** Start of Record excerpts **
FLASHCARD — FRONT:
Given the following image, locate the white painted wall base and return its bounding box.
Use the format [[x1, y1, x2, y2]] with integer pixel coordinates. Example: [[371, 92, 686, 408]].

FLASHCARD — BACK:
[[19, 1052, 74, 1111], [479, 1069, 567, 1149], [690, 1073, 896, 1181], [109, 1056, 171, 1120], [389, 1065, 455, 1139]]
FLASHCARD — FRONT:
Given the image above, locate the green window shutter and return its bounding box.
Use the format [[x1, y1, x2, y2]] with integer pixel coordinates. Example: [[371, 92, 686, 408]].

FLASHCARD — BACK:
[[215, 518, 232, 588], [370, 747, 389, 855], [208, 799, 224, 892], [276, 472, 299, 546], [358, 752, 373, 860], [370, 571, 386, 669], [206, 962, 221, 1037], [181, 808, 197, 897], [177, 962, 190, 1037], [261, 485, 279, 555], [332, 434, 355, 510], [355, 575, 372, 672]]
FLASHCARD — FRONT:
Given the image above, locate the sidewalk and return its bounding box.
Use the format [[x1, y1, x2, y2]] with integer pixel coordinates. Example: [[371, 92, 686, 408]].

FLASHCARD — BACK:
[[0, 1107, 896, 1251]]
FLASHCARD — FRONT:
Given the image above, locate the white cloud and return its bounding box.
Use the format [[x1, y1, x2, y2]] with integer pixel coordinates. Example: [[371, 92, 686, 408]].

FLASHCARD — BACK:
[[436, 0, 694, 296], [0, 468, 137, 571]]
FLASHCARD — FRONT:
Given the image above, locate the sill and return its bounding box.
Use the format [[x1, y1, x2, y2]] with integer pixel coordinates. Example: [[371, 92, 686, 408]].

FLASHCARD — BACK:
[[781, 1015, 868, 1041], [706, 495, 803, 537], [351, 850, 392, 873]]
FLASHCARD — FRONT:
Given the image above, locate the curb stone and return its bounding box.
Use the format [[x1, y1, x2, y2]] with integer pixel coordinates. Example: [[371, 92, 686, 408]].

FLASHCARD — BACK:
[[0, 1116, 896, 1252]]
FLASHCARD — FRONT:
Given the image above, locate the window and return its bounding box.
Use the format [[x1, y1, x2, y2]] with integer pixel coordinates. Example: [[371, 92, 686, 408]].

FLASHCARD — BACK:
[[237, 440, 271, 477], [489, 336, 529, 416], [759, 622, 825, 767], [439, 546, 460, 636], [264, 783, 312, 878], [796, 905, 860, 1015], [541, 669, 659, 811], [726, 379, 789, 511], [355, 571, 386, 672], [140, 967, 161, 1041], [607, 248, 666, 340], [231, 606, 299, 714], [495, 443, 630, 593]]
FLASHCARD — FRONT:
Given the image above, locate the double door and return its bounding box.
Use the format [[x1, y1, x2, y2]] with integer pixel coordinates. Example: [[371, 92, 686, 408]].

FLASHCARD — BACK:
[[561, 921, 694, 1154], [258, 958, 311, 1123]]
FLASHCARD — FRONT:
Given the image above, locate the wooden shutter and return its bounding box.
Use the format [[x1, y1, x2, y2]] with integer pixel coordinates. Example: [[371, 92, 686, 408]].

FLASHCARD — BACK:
** End of Record excerpts **
### Exercise goal
Update the records above so that "integer pixel coordinates" becomes "whole-number pixel coordinates" wherever it appears, keeping everything else unchanged.

### Output for this task
FLASHCARD — FRONT:
Given the following image, locate the white painted wall base and return its bounding box.
Use the format [[x1, y1, x2, y2]] with whole-number pixel coordinates. Example: [[371, 92, 686, 408]].

FLASHCARD — BACK:
[[19, 1052, 74, 1111], [479, 1069, 567, 1149], [690, 1073, 896, 1181], [109, 1056, 171, 1120], [389, 1065, 455, 1139]]
FLASHCARD — FRONT:
Given the image above, locate the green window shutter and return its bounding box.
Use the format [[x1, y1, x2, y2]] with whole-number pixel coordinates. Example: [[371, 92, 686, 408]].

FLASHCARD — BACK:
[[215, 518, 232, 588], [370, 747, 389, 855], [208, 799, 224, 892], [276, 472, 299, 546], [358, 752, 373, 860], [370, 571, 386, 669], [206, 962, 221, 1037], [181, 808, 197, 897], [177, 962, 190, 1037], [261, 485, 279, 555], [332, 434, 355, 510], [355, 575, 372, 672]]
FLASHCARD — FRONT:
Given the image above, locate the sidewalk and return its bounding box.
Use the format [[x1, y1, x2, y2]] with whole-number pixel coordinates. Example: [[371, 92, 686, 408]].

FLASHCARD — BACK:
[[0, 1107, 896, 1251]]
FLASHCARD — FRONT:
Given the image above, locate the white cloud and return its bounding box.
Use the format [[x1, y1, x2, y2]] with whole-number pixel coordinates. Example: [[371, 92, 686, 408]].

FLASHCARD — BACK:
[[436, 0, 694, 296], [0, 468, 137, 571]]
FLASHCARD — FRONT:
Given the image above, locate the sill and return its bounding box.
Use the format [[x1, y1, x2, y2]] with whole-number pixel coordinates. Example: [[371, 92, 686, 408]].

FLASHCARD — BACK:
[[781, 1015, 868, 1041], [706, 495, 803, 537], [351, 850, 392, 873]]
FLASHCARD — FRONT:
Given the image above, locate the curb stone and return its bounding box.
Use the format [[x1, y1, x2, y2]] with whole-number pixel coordinates. Example: [[371, 92, 686, 408]].

FLASHCARD — BACK:
[[0, 1116, 896, 1252]]
FLASHCARD — FRONT:
Given the image above, locate the window and return its bounding box.
Use the format [[x1, y1, x2, y2]] with whole-number pixel coordinates. Example: [[371, 92, 686, 408]].

FLASHCARD — BACK:
[[237, 440, 271, 477], [489, 336, 529, 416], [759, 622, 825, 767], [439, 546, 460, 636], [264, 783, 312, 878], [796, 905, 860, 1015], [541, 669, 659, 811], [726, 379, 789, 511], [355, 571, 386, 672], [140, 967, 161, 1041], [607, 248, 666, 340], [231, 606, 299, 714], [495, 443, 630, 593]]
FLASHCARD — FRONT:
Given the image above, locate the double door and return its bounding box.
Use the format [[x1, y1, x2, y2]] with whole-number pixel coordinates. Example: [[371, 92, 686, 408]].

FLASHCARD — BACK:
[[561, 921, 694, 1154], [258, 958, 311, 1123]]
FLASHCARD — FRONT:
Given the image above, locate the wooden shutter and return its bounding box.
Use the format [[x1, y1, x2, y2]] with whole-number pixel coordinates. Example: [[371, 92, 686, 408]].

FLASHCARD — BACK:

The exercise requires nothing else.